Start of Data supplied

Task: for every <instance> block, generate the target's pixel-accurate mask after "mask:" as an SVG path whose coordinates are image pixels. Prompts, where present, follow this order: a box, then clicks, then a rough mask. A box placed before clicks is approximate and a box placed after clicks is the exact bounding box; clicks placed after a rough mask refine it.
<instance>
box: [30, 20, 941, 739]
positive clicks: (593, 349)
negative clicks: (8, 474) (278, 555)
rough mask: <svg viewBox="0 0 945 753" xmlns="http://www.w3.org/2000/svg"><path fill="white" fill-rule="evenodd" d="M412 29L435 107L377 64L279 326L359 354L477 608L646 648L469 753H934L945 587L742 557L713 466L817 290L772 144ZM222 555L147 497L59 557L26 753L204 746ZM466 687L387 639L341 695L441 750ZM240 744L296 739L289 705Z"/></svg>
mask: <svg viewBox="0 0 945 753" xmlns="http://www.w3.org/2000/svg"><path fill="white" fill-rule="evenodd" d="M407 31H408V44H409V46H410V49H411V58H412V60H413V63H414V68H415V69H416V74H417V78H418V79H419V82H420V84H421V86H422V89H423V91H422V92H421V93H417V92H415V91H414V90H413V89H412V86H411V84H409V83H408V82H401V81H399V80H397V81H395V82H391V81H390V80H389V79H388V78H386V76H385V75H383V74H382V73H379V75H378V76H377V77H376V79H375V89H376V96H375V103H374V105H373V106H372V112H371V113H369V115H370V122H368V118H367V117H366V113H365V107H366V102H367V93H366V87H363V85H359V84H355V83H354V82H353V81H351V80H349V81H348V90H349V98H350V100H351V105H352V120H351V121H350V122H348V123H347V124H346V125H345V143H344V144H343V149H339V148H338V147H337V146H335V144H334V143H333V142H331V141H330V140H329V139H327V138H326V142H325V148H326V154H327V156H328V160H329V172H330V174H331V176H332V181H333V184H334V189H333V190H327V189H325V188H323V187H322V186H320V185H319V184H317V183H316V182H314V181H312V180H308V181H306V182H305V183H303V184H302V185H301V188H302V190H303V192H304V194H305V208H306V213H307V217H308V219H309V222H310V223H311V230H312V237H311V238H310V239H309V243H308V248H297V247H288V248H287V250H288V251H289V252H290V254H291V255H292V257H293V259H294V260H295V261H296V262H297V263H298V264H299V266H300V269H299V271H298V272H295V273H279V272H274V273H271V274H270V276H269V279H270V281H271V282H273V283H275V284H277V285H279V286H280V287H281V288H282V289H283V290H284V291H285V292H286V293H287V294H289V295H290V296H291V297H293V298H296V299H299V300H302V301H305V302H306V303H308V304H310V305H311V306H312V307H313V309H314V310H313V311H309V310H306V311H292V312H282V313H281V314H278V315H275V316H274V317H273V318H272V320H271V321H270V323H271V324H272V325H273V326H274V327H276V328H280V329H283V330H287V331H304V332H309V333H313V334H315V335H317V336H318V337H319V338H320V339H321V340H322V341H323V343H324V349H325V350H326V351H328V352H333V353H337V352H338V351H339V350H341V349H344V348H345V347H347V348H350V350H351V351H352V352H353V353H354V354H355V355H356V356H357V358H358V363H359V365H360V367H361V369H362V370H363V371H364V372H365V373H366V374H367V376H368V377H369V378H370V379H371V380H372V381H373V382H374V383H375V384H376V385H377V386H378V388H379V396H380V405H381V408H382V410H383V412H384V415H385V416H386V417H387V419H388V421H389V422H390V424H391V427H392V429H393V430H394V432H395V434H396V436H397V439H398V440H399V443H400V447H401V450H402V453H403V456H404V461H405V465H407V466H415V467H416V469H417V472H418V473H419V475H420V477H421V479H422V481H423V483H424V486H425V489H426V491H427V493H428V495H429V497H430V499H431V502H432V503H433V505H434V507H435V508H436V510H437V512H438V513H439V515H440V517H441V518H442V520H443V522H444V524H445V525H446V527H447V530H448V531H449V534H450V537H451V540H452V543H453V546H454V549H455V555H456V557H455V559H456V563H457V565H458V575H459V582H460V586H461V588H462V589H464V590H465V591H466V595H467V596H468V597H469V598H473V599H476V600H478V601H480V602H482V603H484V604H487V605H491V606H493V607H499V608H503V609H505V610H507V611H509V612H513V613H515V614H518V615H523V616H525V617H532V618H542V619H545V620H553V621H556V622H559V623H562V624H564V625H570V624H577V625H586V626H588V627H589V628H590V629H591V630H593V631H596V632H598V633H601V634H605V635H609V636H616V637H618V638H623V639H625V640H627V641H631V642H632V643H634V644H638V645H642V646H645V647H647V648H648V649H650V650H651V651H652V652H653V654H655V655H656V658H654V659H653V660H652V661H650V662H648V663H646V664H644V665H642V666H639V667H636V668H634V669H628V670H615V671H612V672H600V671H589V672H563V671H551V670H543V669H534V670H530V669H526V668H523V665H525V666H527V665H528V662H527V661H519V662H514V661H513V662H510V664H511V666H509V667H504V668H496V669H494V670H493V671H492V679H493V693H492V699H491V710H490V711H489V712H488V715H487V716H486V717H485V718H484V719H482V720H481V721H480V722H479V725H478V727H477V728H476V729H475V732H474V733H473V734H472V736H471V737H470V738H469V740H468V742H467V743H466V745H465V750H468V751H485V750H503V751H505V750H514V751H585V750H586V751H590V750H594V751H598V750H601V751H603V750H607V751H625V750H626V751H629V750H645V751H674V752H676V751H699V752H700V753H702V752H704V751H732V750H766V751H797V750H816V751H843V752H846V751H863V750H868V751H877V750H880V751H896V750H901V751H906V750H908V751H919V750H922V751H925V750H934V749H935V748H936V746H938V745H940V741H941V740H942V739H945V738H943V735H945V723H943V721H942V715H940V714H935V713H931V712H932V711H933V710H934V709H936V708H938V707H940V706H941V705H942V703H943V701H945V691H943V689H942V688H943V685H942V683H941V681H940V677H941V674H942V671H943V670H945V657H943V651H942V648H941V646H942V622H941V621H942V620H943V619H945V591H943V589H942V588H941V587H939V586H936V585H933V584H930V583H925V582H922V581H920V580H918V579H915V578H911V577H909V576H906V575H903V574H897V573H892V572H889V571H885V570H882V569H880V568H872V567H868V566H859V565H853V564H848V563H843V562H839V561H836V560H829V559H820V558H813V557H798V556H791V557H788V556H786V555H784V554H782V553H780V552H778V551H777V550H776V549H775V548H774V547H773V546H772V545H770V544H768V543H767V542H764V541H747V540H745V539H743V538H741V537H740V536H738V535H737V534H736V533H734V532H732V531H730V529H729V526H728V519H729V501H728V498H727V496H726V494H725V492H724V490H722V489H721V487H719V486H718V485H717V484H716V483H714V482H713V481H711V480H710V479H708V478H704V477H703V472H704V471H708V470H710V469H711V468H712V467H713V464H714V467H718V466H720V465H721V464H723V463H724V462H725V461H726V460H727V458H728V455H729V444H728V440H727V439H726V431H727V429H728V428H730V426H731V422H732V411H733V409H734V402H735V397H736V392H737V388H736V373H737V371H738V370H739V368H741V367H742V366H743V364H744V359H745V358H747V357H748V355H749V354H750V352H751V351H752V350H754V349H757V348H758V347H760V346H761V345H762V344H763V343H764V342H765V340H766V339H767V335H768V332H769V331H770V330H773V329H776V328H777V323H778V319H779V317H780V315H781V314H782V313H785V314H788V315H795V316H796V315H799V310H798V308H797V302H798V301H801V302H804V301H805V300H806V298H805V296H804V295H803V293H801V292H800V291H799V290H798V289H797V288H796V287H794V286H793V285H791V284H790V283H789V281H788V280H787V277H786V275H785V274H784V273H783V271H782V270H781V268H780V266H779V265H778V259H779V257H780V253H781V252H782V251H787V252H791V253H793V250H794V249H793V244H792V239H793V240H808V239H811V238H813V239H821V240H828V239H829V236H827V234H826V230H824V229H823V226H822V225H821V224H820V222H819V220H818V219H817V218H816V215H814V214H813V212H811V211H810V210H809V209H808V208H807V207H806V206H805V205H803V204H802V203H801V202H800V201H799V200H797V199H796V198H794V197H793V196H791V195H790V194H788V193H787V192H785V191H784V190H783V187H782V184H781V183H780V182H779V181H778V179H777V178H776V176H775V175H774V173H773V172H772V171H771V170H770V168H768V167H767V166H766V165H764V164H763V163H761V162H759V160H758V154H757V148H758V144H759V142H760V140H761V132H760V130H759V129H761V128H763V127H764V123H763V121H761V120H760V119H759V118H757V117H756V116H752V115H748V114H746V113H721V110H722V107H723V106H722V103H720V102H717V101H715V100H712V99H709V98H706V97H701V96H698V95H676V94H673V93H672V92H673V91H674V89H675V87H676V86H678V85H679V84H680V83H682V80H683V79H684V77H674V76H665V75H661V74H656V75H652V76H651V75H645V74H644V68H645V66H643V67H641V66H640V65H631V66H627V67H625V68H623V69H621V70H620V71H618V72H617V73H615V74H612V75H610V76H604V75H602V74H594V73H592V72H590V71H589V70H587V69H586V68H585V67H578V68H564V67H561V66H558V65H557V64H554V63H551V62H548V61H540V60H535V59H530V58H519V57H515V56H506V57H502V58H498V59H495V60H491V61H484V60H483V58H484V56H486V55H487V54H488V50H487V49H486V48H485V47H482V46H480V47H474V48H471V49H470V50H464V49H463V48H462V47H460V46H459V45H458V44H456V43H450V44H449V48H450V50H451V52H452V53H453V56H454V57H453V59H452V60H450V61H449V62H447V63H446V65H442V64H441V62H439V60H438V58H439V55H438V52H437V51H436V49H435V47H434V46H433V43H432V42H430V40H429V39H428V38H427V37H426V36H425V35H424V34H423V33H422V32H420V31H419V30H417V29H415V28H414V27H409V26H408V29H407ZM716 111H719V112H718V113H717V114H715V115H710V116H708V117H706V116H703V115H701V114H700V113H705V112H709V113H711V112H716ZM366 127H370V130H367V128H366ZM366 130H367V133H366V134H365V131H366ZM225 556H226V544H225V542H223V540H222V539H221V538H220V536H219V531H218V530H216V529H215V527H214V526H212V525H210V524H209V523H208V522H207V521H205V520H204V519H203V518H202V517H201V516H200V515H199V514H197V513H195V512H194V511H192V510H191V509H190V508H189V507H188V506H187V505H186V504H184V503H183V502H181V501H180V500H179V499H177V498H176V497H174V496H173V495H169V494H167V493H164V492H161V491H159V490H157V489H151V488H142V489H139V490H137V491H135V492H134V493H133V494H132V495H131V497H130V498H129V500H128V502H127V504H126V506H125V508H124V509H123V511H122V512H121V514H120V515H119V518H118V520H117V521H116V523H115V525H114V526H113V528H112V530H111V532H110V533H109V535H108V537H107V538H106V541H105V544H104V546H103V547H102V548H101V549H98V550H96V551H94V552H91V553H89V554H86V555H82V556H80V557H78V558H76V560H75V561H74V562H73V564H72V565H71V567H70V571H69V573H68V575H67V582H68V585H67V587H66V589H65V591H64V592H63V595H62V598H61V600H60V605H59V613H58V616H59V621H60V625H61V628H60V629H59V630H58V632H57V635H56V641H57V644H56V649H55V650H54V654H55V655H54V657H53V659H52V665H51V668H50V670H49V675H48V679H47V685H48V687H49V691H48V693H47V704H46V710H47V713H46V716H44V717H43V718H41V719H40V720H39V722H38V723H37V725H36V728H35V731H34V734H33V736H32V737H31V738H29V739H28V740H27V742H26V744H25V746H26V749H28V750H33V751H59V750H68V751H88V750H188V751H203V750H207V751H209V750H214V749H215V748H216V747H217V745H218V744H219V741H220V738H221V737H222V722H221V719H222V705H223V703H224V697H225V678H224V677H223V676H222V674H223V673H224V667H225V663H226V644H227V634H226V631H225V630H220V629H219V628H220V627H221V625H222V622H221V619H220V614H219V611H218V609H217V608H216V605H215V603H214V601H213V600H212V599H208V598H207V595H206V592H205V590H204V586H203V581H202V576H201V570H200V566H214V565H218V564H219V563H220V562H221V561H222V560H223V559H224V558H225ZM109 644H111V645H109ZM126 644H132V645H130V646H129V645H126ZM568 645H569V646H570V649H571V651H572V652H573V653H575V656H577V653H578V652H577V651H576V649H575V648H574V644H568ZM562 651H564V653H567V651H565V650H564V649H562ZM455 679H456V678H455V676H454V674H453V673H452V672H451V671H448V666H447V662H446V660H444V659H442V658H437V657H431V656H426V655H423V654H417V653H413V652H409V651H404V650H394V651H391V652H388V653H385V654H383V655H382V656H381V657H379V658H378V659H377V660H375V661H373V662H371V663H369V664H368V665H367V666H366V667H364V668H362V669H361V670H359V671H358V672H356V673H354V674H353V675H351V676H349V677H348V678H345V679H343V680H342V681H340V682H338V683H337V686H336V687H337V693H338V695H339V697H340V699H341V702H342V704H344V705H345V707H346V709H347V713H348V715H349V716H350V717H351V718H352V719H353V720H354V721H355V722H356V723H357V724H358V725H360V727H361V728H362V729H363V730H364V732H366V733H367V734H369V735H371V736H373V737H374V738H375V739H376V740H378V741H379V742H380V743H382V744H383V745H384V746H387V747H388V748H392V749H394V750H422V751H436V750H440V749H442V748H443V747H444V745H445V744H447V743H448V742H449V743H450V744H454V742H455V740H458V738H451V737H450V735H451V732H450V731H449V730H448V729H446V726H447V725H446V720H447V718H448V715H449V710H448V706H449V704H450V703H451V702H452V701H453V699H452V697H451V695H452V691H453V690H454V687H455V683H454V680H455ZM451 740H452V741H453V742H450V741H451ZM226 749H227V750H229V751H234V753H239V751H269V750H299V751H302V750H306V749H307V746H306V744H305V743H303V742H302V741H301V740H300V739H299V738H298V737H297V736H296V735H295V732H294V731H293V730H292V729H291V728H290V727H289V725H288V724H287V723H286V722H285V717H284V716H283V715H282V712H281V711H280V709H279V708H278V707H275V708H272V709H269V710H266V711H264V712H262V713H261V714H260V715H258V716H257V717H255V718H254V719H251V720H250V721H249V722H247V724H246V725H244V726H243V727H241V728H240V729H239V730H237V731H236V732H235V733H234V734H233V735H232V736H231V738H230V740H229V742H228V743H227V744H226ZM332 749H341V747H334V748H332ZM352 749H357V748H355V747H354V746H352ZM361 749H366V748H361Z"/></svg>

End of Data supplied

→ Task directions: With the line containing "negative clicks: (8, 474) (278, 555)" as the last one, please set down exactly the lines of the records above from their very first line, and nothing more.

→ Solved exercise:
Task: for every <instance> block, generate the target's pixel-accurate mask after "mask:" as an SVG path whose coordinates are image pixels. Prompts, where present, follow this order: a box, then clicks, then a rough mask. A box placed before clicks is approximate and a box placed after clicks is the exact bounding box; clicks placed after a rough mask refine it.
<instance>
box: [30, 20, 941, 739]
positive clicks: (593, 349)
negative clicks: (8, 474) (278, 555)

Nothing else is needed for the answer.